* **Activity list**:
[A] Answer these questions from the article on the Edinburgh festival fireworks:
(i) Which orchestra will play at the Festival Fireworks Concert?
(ii) How many fireworks will Pyrovision set off?
(iii) About how many people are expected to watch?
[B] Copy the stretch of the fireworks article from "EIF Fireworks Concert" through "and the Lothians.", word for word.

* **Text under study**:
§

City Guide to Edinburgh, Scotland

City Guide to Edinburgh, Scotland

4 Tonnes of Fireworks Being Readied For Festival Finale


By edg - Posted on 27 August 2014

EIF Fireworks Concert waterfall

The Scottish Chamber Orchestra will be playing classic favourites such as Wagner’s Ride of the Valkyries and Tchaikovsky’s 1812 Overture at this Sunday's Festival Fireworks Concert, the grand finale of the Edinburgh International Festival. For their choreographed display firework artists Pyrovision will set off four tonnes of explosives and 400,000 fireworks in the course of the 45-minute display.

Around 250,000 people are expected to watch the spectacle, gathered in official viewing areas in Princes Street Gardens, and the family viewing area at Inverleith Park, Calton Hill, along Princes Street, as well as other vantage points around Edinburgh, Fife and the Lothians.

§

* **Data records**:

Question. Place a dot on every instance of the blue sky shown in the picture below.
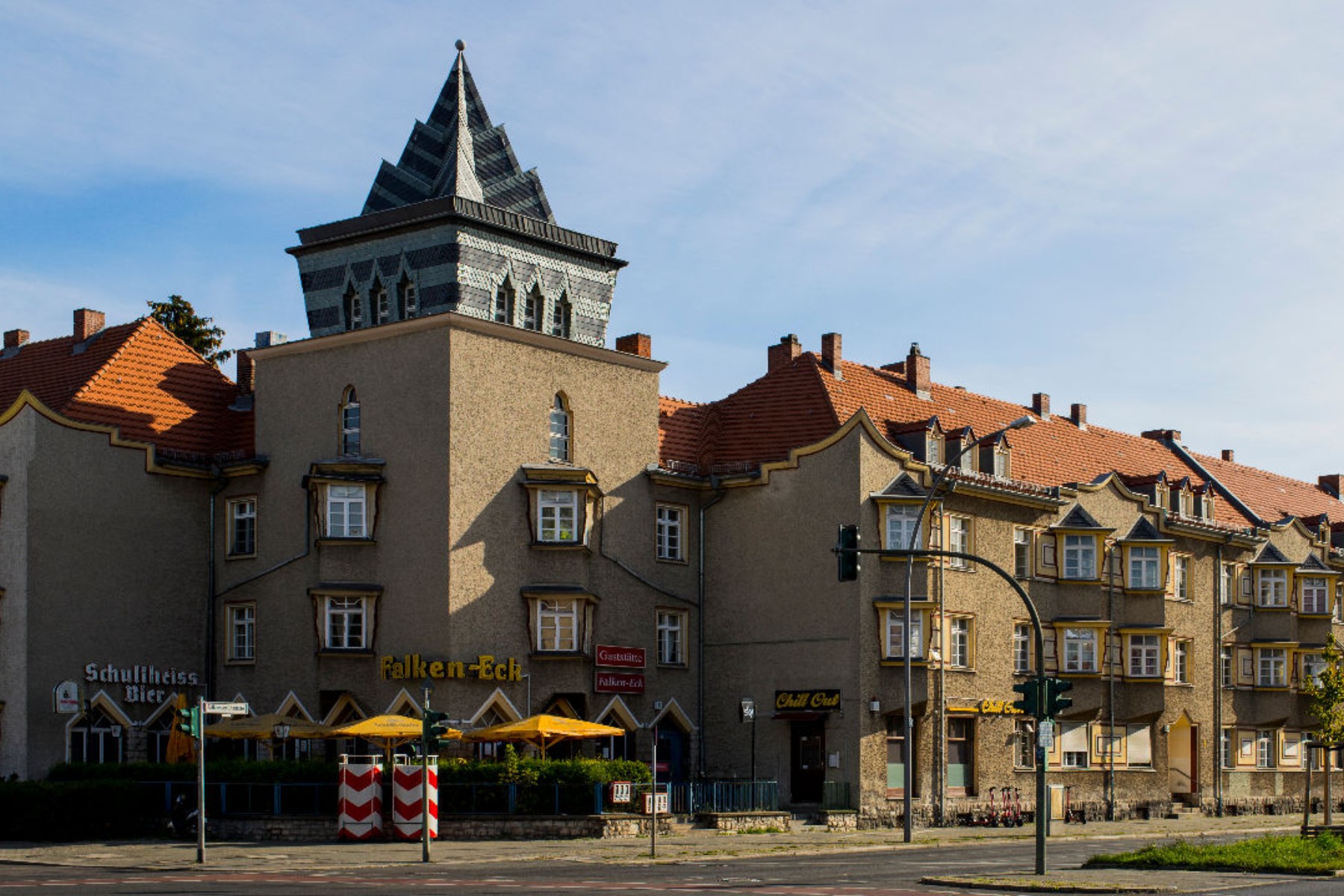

§

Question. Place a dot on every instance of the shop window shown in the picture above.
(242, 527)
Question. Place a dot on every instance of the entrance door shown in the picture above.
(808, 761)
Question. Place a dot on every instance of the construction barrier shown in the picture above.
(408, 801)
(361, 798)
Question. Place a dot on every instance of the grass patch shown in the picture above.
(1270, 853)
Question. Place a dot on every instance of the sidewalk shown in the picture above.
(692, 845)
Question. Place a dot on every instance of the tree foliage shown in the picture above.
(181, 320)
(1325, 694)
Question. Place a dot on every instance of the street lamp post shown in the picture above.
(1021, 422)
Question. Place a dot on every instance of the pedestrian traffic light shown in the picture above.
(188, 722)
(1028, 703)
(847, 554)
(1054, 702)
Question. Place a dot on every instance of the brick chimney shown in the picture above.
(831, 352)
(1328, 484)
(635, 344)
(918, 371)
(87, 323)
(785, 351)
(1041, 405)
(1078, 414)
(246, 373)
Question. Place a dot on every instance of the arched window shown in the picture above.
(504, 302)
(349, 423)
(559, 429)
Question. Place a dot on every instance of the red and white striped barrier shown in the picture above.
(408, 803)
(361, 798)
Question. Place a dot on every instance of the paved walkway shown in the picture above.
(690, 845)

§

* **Results of the tasks**:
[A]
(i) The Scottish Chamber Orchestra
(ii) 400,000
(iii) Around 250,000

[B]
EIF Fireworks Concert waterfall

The Scottish Chamber Orchestra will be playing classic favourites such as Wagner’s Ride of the Valkyries and Tchaikovsky’s 1812 Overture at this Sunday's Festival Fireworks Concert, the grand finale of the Edinburgh International Festival. For their choreographed display firework artists Pyrovision will set off four tonnes of explosives and 400,000 fireworks in the course of the 45-minute display.

Around 250,000 people are expected to watch the spectacle, gathered in official viewing areas in Princes Street Gardens, and the family viewing area at Inverleith Park, Calton Hill, along Princes Street, as well as other vantage points around Edinburgh, Fife and the Lothians.